Your job is to make the socket unreachable from places it shouldn’t exist.
Updates and maintenance: patch fast without gambling uptime
Patch discipline is a culture issue disguised as a technical issue. The technical part is easy: apt updates, reboot when needed,
migrate VMs, repeat. The cultural part is harder: getting leadership to accept that planned downtime is cheaper than surprise downtime.
Production patch strategy that scales
- Staggered updates: never update every node at once. One node first, then the rest.
- Maintenance window: even if it’s just one hour weekly. Predictable beats heroic.
- Reboot policy: kernel updates mean reboot. Yes, you can postpone; no, you shouldn’t indefinitely.
- Test after update: cluster quorum, storage mounts, VM start, backups, and firewall rules.
Joke 2: “We don’t reboot production” is a great policy—until your kernel reboots production for you at the worst possible time.
Security updates vs feature updates
Separate them mentally. Security updates get urgency. Feature updates get scrutiny. In practice on Proxmox, you’ll often do both through apt,
so your process must include a quick sanity check. If you’re allergic to change, you’re also allergic to security.
Safe remote access: VPN, bastions, and SSH hygiene
The only safe way to manage Proxmox remotely is to reduce the number of places management is reachable from.
“Allowed from the Internet but protected by a password manager” is not a strategy. It’s a confession.
Preferred patterns (pick one, don’t improvise)
- VPN to an admin network: simplest operational model. Admins authenticate to VPN, then access Proxmox privately.
- Bastion / jump host: SSH to bastion with strong auth, then hop to Proxmox nodes. UI access via port-forwarding or internal proxy.
- Dedicated management network reachable only via on-prem or VPN: the “boring enterprise” model, for good reason.
SSH hardening rules that don’t ruin your life
- Keys only, no password authentication.
- No root login via SSH. Use sudo with audited users.
- Limit source IPs to admin subnets.
- Separate admin accounts per person; use groups and sudo rules.
Web UI access without opening the world
If you must access the UI remotely, do it through VPN. If you can’t, put a reverse proxy in front with strong auth and IP allowlisting
and accept you’ve added complexity. Complexity is not a control, but it can be a compensating control if you operate it well.
Audit tasks with commands: what to run, what it means, what you decide
These are real operator tasks. Run them on each node (or centrally where noted). For each: command, sample output, what it means,
and the decision you make.
Task 1: Verify Proxmox version and cluster state
cr0x@server:~$ pveversion -v
pve-manager/8.2.2/9355359f (running kernel: 6.8.12-2-pve)
proxmox-ve/8.2.0 (running kernel: 6.8.12-2-pve)

■ ■ ■ ■ ■ ■ ■

**Required actions**
1. What does the Proxmox excerpt say about root login over SSH?
2. Please carry the Proxmox excerpt forward, starting right after its last line.
This material comes from a different source than the Proxmox excerpt.

[Records from a data source]

■ ■ ■ ■ ■ ■ ■

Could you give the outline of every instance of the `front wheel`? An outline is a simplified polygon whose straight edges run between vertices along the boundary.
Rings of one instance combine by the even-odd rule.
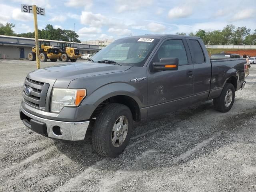
[[[226,83],[220,95],[213,99],[214,109],[218,111],[226,112],[233,106],[235,100],[235,88],[232,84]]]
[[[47,61],[47,59],[48,59],[48,58],[47,57],[47,54],[46,53],[41,53],[39,55],[39,60],[40,61],[46,62]]]
[[[118,103],[107,105],[96,119],[92,130],[93,149],[104,156],[118,156],[128,144],[133,124],[128,107]]]
[[[61,60],[62,61],[67,62],[69,60],[69,58],[66,53],[64,53],[61,56]]]

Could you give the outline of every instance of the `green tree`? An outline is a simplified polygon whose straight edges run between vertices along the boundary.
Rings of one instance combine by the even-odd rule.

■ ■ ■ ■ ■ ■ ■

**Activity answers**
1. There should be no root login via SSH; use sudo with audited users instead.

2.
pve-kernel-6.8/6.8.12-2
What it means: You’re on PVE 8.2.x with a specific kernel. If different nodes report different minor versions, you’re in “works until it doesn’t” land.
Decision: Align versions across the cluster before you debug weirdness or roll new features.
Task 2: Check cluster health and quorum
cr0x@server:~$ pvecm status
Cluster information
-------------------
Name: prod-cluster
Config Version: 18
Transport: knet
Secure auth: on
Quorum information
------------------
Date: Sun Dec 28 10:14:22 2025
Quorum provider: corosync_votequorum
Nodes: 3
Node ID: 0x00000001
Ring ID: 1.2a
Quorate: Yes
What it means: Quorum is healthy. If Quorate: No, don’t change cluster config; you’re one mistake away from downtime.
Decision: If not quorate, fix networking between nodes first; postpone updates and reboots.
Task 3: Confirm NTP/time sync (2FA depends on it)
cr0x@server:~$ timedatectl
Local time: Sun 2025-12-28 10:14:42 UTC
Universal time: Sun 2025-12-28 10:14:42 UTC
RTC time: Sun 2025-12-28 10:14:41
Time zone: Etc/UTC (UTC, +0000)
System clock synchronized: yes
NTP service: active
RTC in local TZ: no
What it means: Clock is synchronized. If not, TOTP failures and TLS weirdness show up like ghosts.
Decision: If unsynchronized, fix NTP before rolling out or enforcing 2FA.
Task 4: List users and identify local vs realm accounts
cr0x@server:~$ pveum user list
┌──────────────┬─────────┬───────────────────────┬────────────┬────────┬──────────────┐
│ userid │ enable │ expire │ firstname │ lastname│ email │
╞══════════════╪═════════╪═══════════════════════╪════════════╪════════╪══════════════╡
│ root@pam │ 1 │ │ │ │ │
│ alice@pam │ 1 │ │ Alice │ Ops │ │
│ bob@pve │ 1 │ 2026-01-31 00:00:00 │ Bob │ Eng │ │
└──────────────┴─────────┴───────────────────────┴────────────┴────────┴──────────────┘
What it means: You have users in different realms (@pam, @pve). Expiration exists; use it for contractors.
Decision: Disable or expire accounts that don’t map to a current human with a ticket.
Task 5: Check 2FA/TOTP configuration for a user
cr0x@server:~$ pveum user get alice@pam
enable: 1
expire: 0
firstname: Alice
lastname: Ops
groups: ops
keys:
totp:
enabled: 1
issuer: pve
realm: pam
What it means: TOTP is enabled for the user. If enabled: 0, they can still log in with just a password unless you enforce policy externally.
Decision: Require 2FA for interactive users; build a break-glass method that is auditable.
Task 6: Review groups and role assignments (RBAC audit)
cr0x@server:~$ pveum group list
┌────────────┬────────┬─────────────┐
│ groupid │ comment│ users │
╞════════════╪════════╪═════════════╡
│ ops │ │ alice@pam │
│ vm-ops │ │ bob@pve │
└────────────┴────────┴─────────────┘
cr0x@server:~$ pveum acl list
┌────────────┬──────────┬───────────────┬───────────┐
│ path │ type │ ugid │ roleid │
╞════════════╪══════════╪═══════════════╪═══════════╡
│ / │ group │ ops │ PVEAdmin │
│ /vms │ group │ vm-ops │ PVEVMAdmin│
└────────────┴──────────┴───────────────┴───────────┘
What it means: The ops group has PVEAdmin at /, which is effectively “god mode.” This is a common overreach.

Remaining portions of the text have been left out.